◆ **Work instruction**: Copy everything in the data below exactly except the pictures.

◆ **The input**:
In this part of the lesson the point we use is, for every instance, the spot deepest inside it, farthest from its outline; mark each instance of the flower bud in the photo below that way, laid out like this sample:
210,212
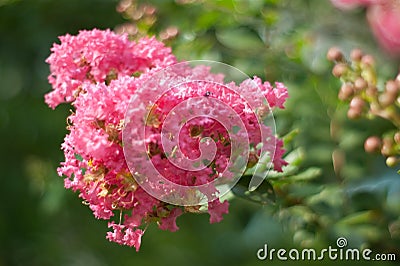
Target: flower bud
386,99
372,144
339,69
334,54
391,161
357,103
368,60
371,91
356,55
346,91
386,149
360,83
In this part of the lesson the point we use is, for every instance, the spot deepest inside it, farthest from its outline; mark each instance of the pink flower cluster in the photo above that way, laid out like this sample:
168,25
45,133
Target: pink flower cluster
383,17
98,72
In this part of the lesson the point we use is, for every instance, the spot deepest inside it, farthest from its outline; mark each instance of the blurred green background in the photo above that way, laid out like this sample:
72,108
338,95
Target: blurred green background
41,223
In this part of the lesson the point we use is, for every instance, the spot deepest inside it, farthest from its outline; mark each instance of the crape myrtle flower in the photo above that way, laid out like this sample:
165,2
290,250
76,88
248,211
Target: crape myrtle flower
97,72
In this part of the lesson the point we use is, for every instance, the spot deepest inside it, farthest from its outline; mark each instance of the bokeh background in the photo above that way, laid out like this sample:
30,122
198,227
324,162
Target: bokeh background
350,194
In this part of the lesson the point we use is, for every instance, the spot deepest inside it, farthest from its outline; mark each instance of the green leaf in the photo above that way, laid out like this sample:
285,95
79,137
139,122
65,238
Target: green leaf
264,194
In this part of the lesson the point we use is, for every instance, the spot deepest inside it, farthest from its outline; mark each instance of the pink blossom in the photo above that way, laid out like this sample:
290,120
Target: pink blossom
96,56
94,71
385,23
169,222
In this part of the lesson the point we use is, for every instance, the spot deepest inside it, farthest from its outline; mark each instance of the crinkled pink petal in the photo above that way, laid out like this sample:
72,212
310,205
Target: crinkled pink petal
169,222
216,209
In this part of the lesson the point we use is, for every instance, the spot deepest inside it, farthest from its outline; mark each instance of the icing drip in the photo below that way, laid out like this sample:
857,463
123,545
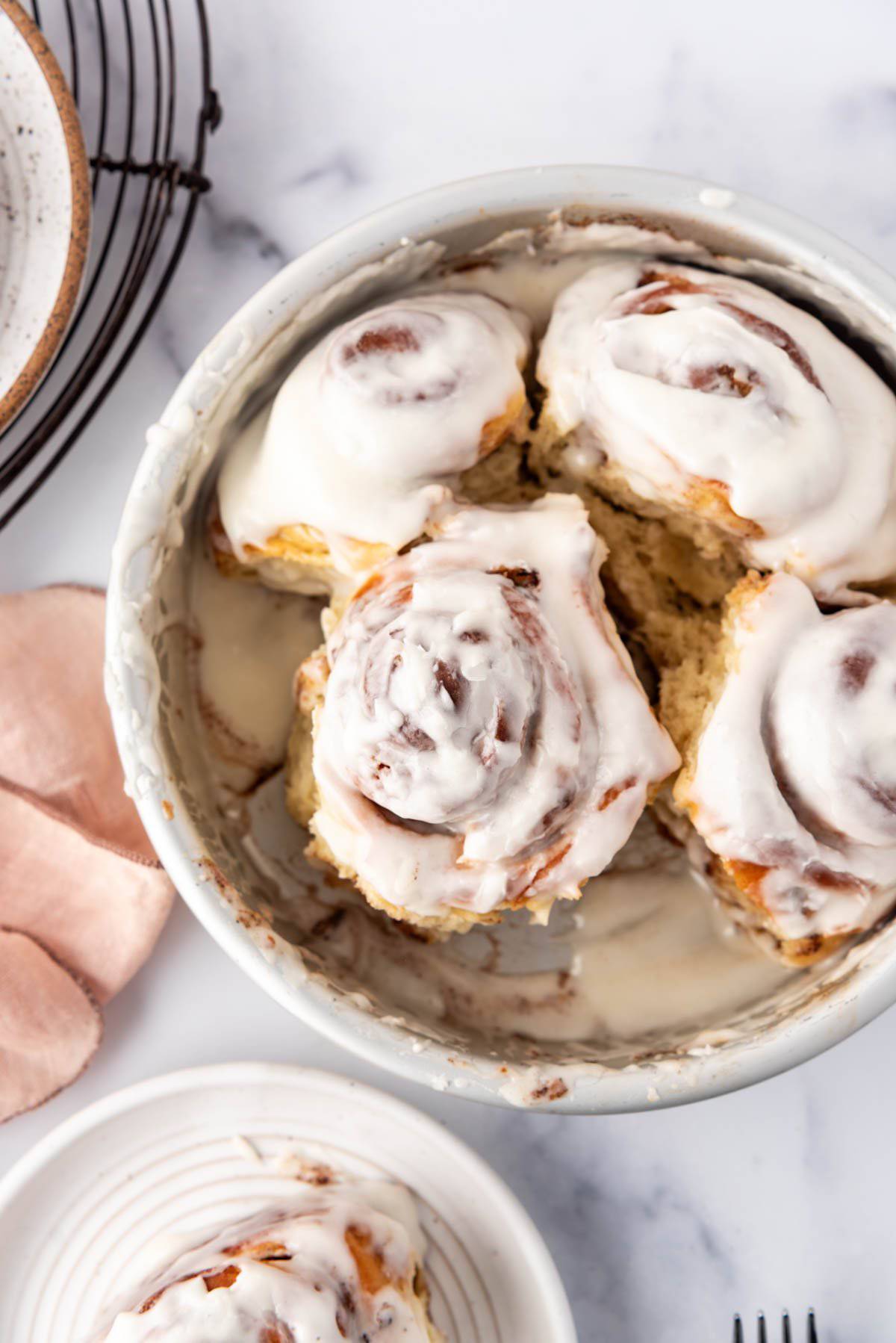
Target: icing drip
795,770
712,395
370,430
328,1270
482,736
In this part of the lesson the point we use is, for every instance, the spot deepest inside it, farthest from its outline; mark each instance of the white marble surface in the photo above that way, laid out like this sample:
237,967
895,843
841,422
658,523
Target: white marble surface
662,1223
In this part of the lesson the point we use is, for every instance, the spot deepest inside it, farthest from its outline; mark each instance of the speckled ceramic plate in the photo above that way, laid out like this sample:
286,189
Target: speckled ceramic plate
199,1147
45,208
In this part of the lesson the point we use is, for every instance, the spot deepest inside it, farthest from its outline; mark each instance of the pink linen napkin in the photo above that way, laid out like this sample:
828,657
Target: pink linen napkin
82,895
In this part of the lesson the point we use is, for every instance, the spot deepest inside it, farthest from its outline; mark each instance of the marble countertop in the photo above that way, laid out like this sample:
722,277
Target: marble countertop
662,1223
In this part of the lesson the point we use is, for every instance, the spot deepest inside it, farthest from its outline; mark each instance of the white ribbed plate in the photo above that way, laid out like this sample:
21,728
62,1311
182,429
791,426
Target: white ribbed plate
164,1156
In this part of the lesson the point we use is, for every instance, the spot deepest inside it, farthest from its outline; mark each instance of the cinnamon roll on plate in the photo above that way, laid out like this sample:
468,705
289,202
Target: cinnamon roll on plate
479,738
729,412
788,730
331,1268
368,437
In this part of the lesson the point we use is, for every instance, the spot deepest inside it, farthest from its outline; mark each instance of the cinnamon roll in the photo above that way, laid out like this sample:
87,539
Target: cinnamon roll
480,738
788,738
368,437
734,415
329,1270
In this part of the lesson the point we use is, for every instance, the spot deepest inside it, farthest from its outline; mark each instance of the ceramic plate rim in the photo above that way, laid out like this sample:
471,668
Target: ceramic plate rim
120,1103
57,321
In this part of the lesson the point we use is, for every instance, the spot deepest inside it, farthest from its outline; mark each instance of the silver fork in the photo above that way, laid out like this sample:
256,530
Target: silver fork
762,1334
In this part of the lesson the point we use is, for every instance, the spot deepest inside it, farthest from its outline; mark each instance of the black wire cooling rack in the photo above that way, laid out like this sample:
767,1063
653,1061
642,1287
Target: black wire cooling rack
140,72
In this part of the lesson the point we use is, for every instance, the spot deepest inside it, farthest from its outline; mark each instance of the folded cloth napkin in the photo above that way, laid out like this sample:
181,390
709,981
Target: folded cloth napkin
82,895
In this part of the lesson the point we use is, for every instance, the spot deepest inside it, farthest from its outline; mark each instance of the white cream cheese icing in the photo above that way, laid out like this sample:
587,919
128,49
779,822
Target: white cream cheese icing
694,378
368,432
335,1265
482,735
795,769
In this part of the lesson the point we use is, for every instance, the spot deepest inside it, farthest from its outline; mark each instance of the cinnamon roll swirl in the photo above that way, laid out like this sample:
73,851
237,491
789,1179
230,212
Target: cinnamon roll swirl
329,1270
368,437
790,764
480,738
719,406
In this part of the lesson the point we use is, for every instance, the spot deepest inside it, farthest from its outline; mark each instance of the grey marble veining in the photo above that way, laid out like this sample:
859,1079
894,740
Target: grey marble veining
662,1223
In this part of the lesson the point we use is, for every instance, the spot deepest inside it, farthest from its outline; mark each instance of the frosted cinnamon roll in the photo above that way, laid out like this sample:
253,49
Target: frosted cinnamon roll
368,437
709,400
480,739
329,1270
790,763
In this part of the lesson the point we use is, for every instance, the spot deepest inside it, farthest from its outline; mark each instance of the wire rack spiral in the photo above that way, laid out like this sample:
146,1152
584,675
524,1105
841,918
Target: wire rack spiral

◆ **Exercise solution**:
In this part of the lesson the point we use is, for every instance, the spot deepest inside it, farthest from its outline; mark each instance of the flower bud in the photo below that way, laid out like this sample:
210,212
Target: flower bud
386,99
372,144
339,69
334,54
391,161
357,103
368,60
371,91
356,55
346,91
386,149
360,83
In this part of the lesson the point we use is, for every instance, the spot deepest inside it, farthest from its outline; mark each instance of the pink flower cluster in the photo above that way, laid out like this sample:
168,25
45,133
Target: pink flower cluster
383,17
98,72
In this part of the lesson the point we use is, for every instance, the spot deepest inside it, farthest from its outline; mark each instance of the blurred green background in the photo above that way, laid out like this sample:
72,108
338,95
Target: blurred green background
41,223
In this part of the lesson the point we use is, for every instance, the spot deepest inside it, farthest from its outline; mark each instance of the crape myrtle flower in the photo above that way, laid out like this sample:
165,2
290,250
76,88
248,211
Target: crape myrtle flower
97,72
In this part of the lesson the point we use is, for every instance, the spot deepest inside it, farthest from its outline; mark each instance of the bokeh background in the photo above that way, laid out like this sample:
30,122
198,227
324,162
Target: bokeh background
350,194
In this part of the lesson the point we use is, for every instance, the spot deepest inside it, farthest from its outline; mark each instance of the green leaf in the photo above that way, laid out like this sample:
285,95
79,137
139,122
65,238
Target: green leaf
264,194
In this part of the lesson the point we use is, for every instance, the spot deepest inside it, farthest from its outline; mark each instance of the pink blossom in the photo above that way, laid out like this sample:
290,120
Target: pink blossom
96,56
94,71
385,23
169,222
In this part of the lesson the point we use is, for every instance, the spot deepest inside it, farthest from its outline; mark each instance of the crinkled pink petal in the photo above that way, laid out like this sample:
72,212
310,205
Target: crinkled pink petal
169,222
216,209
In this part of the lesson the point we use is, for every instance, the spot deepest inside it, farthest from its outline; mark each instance of the icing drip in the photo below that way, laid out like this sample:
857,463
123,545
Target: icing drip
795,770
712,395
370,430
328,1270
482,736
In this part of the lesson the point we use is, for every instance, the spot deepest inside it, farthest from its outline; mark each instance of the white marble surface in the photo above that way, laid out like this sample:
237,967
895,843
841,422
658,523
Target: white marble surface
662,1223
In this part of the lesson the point we use is, for every instance, the spot deepest inside it, farthest from its outline; mark each instance of the speckled ceramic plate in the photo above that way, laid out like this sample:
286,189
Target: speckled ceramic plate
199,1147
45,208
In this part of the lesson the point we use is, for every instance, the spot deepest inside it, farthest from its outline; mark each instance of the pink linen napkin in the photo above that way, laid out like this sample:
828,657
Target: pink linen napkin
82,895
In this part of the lesson the point we use is, for every instance, the spot deepest inside it, farthest from its outline; mark each instance of the marble countertop in the photo above that way, laid out like this sample:
722,277
Target: marble countertop
662,1223
In this part of the lesson the point we use is, for every instance, the spot deepest inside it, farthest from its outline; mark each instance of the white ribbed plate in the photo above that way, laid out like this sample:
21,728
62,1311
182,429
791,426
Target: white ribbed plate
164,1156
In this part of the lesson the point we use is, for every instance, the spot deepest inside it, farthest from its outline; mark each instance of the cinnamon roll on plate in the photo above that way, laid out like this sample:
468,705
289,202
Target: cinnamon roll on plate
479,738
729,412
788,730
331,1268
368,437
In this part of the lesson the point we use is, for every instance, the spot deepest inside it, farthest from its outline; mark each instance of the cinnamon roll in the photo above that way, laid out like this sample:
87,539
Target: cinnamon roll
480,738
788,738
368,437
734,415
329,1270
In this part of the lesson the point we use is, for every instance, the spot deepest inside it, farthest from its outline; mark each instance of the ceramic plate rim in the photo above that way, laid out like this sample:
471,668
Target: ceramic plate rim
120,1103
57,321
In this part of the lesson the point we use is, for every instance, the spot deepest inside it, farthest from its outline; mark each instance of the silver fork in the photo above that way, laid out like this sample:
256,530
Target: silver fork
762,1334
In this part of the lesson the point we use is, for every instance, the spot deepest inside it, farthest from its outline; mark each instance of the black wire cooling rack in the photo above that way, laid out like this sample:
767,1063
653,1061
642,1287
Target: black wire cooling rack
140,72
In this part of the lesson the point we use is, for every instance, the spot deepest inside it, farthest from its outline; mark each instance of the folded cloth napkin in the photo above that way, laid out like this sample:
181,390
709,981
Target: folded cloth napkin
82,895
In this part of the lesson the point we use is, for every instance, the spot deepest inside it, farthest from its outline; mark each instance of the white cream cheese icing in the photo above that way, laid out like this sample:
587,919
128,49
779,822
Target: white cream cheese icing
694,378
368,432
335,1265
482,735
795,769
In this part of the lesson the point we use is, for every instance, the spot deepest inside it, farthest from its outline; mark each instance of the cinnamon roll swirl in the photo above that way, laid out like this sample:
73,851
237,491
789,1179
230,212
Target: cinnamon roll swirl
329,1270
368,437
790,764
480,738
719,406
In this part of the lesson the point we use is, for every instance, the spot deepest inside it, farthest from its outline; mark each instance of the grey marble veining in the photo above that way, laid out like this sample:
859,1079
894,740
Target: grey marble veining
662,1223
In this part of the lesson the point we use is, for every instance, the spot deepest inside it, farthest from its outline; mark each instance of the frosted cinnamon roll in the photo above that way, laid out like this sample:
253,49
Target: frosted cinnamon roll
368,437
709,400
480,739
329,1270
790,763
In this part of the lesson the point we use is, for every instance, the spot deepest inside it, farthest from its outline; mark each instance of the wire rack spiral in the photo above that way, laid out like this sample:
146,1152
584,675
524,1105
841,918
Target: wire rack spiral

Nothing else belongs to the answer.